*Source excerpt*.
+---+

# Electromagnetism - movement of a coil in a magnetic field

• Ali123
In summary, this setup allows the coil to oscillate around an equilibrium position, in the absence of an external magnetic field.
Ali123
Homework Statement
Hi, this is not a homework actually, I’m just kind of interested in Physic and I’m solving some more complicated problems. And with this one I’m literally lost. In school we have not been through this and the teacher wasn’t really up to any help. So I would like to ask you for help. Here is the problem:

A rectangular coil with a height a, width b, of copper wire with a diameter of d with a number of N-½ threads (or turns or loops, not sure which is the proper word) (the last thread/loop is only half) is mounted on the vertical conductive and elastic fiber (Pic. A − 4).

Pic A-4 (I'm attaching the picture)

+---+

*Recorded data*.
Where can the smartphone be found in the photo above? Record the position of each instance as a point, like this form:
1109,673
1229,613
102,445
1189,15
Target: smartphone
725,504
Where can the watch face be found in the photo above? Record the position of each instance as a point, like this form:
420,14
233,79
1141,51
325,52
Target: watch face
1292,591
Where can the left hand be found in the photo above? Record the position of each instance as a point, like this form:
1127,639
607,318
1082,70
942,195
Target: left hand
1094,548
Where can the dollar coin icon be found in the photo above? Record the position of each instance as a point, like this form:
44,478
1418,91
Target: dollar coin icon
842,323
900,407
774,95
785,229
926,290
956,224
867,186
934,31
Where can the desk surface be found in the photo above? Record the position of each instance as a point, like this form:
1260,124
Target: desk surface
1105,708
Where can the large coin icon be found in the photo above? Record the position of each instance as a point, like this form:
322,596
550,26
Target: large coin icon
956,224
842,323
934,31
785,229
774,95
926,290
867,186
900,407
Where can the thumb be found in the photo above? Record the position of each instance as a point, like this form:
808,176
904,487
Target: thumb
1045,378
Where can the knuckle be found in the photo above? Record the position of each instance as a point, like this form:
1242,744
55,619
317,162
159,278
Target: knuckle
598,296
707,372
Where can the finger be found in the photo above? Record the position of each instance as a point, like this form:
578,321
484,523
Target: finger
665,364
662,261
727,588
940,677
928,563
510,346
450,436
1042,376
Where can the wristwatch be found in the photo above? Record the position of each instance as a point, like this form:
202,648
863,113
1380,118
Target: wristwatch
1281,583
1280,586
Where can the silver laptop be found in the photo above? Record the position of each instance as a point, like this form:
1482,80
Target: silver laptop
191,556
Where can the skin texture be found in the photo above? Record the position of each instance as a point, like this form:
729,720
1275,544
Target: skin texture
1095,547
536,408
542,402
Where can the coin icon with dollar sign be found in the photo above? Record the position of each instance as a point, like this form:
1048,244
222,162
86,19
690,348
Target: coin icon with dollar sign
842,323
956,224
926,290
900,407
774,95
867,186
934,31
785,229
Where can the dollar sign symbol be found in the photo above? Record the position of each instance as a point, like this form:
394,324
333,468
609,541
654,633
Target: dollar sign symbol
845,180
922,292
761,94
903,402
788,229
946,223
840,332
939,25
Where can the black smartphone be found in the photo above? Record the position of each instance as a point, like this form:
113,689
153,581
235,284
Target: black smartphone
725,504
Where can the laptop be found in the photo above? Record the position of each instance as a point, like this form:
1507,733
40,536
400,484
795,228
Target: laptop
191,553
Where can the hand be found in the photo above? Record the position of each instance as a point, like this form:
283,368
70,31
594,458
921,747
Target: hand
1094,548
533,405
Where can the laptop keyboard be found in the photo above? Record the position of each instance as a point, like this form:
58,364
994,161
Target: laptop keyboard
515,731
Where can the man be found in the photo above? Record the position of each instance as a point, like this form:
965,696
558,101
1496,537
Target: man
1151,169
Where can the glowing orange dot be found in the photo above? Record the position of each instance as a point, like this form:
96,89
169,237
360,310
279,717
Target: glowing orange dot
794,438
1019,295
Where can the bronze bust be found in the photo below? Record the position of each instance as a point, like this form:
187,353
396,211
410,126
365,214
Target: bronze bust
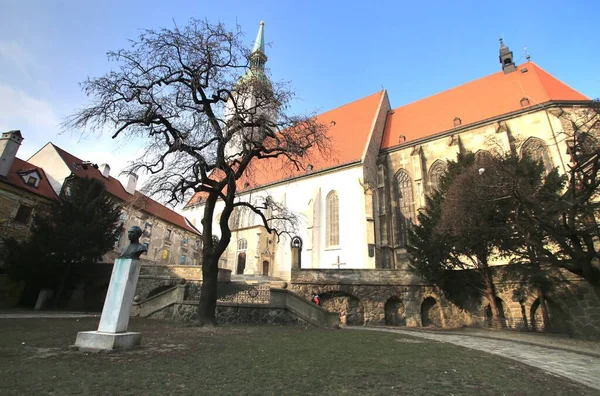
135,248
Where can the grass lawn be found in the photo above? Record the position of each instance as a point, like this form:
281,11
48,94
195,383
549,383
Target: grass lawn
35,359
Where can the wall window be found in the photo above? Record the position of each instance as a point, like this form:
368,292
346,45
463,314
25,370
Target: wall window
332,221
405,212
23,215
437,170
537,150
148,229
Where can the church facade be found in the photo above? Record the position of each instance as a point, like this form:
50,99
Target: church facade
355,209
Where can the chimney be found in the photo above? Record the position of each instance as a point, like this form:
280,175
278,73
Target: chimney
131,183
9,144
105,169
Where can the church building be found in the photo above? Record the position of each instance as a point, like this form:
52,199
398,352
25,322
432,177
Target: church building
357,205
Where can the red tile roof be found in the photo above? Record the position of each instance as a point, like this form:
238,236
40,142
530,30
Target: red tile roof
349,128
115,188
478,100
43,189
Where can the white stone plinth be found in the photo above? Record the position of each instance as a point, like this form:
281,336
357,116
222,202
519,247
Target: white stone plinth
112,331
98,340
119,298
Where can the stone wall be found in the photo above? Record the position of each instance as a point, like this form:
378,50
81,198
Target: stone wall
233,314
378,297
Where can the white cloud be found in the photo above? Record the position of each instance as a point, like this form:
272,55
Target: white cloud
17,108
18,56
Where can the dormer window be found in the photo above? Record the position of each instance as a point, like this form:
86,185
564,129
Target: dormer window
31,178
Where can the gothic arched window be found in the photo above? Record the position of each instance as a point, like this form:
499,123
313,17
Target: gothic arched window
437,170
538,151
332,221
406,205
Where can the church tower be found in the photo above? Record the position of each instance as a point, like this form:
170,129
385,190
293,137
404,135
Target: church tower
506,59
253,101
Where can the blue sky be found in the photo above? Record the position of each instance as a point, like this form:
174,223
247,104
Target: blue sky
332,52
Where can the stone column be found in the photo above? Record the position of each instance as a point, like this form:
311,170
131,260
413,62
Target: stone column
112,331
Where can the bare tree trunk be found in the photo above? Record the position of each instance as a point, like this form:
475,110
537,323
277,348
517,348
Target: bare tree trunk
208,296
544,308
61,286
490,290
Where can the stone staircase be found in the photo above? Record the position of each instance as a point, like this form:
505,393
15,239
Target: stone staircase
165,304
255,279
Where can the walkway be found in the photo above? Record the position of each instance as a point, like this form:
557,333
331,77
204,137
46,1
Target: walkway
574,366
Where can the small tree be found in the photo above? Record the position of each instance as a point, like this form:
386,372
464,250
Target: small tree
565,212
205,126
77,231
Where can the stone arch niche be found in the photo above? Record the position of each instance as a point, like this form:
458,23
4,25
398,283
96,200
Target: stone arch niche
431,314
559,320
537,150
505,316
296,246
436,171
348,306
405,206
395,312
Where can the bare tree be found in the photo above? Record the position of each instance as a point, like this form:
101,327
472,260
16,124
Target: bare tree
568,216
208,113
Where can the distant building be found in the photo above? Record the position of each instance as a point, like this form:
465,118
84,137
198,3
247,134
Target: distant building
171,238
24,189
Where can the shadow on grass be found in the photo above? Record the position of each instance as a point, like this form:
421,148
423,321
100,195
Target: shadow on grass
260,360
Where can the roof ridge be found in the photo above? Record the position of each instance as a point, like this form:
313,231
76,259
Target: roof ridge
350,103
450,89
539,68
535,68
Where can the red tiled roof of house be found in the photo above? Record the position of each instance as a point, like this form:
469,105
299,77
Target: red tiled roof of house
43,189
478,100
115,188
349,128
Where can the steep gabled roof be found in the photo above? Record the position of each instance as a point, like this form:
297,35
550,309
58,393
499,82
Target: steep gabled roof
478,100
14,178
115,188
349,129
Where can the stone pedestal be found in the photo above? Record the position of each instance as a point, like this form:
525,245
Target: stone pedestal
112,332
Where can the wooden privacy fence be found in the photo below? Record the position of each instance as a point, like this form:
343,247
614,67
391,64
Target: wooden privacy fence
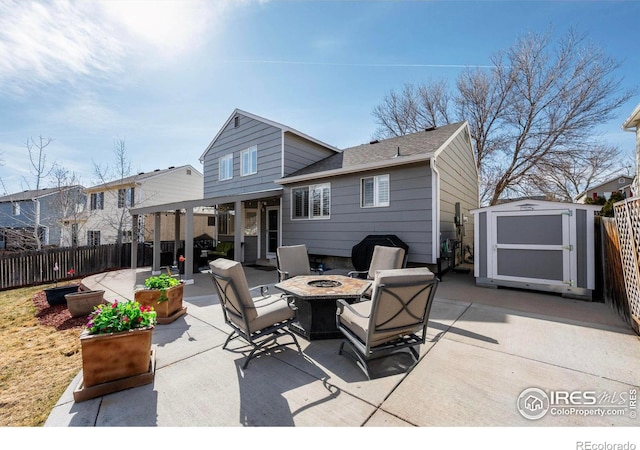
37,267
627,217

+---+

*Exercise directions*.
Could you restate the stretch of the coil problem from "A rectangular coil" through "(Pic. A − 4).", switching "copper" to "aluminum"?

*Task response*.
A rectangular coil with a height a, width b, of aluminum wire with a diameter of d with a number of N-½ threads (or turns or loops, not sure which is the proper word) (the last thread/loop is only half) is mounted on the vertical conductive and elastic fiber (Pic. A − 4).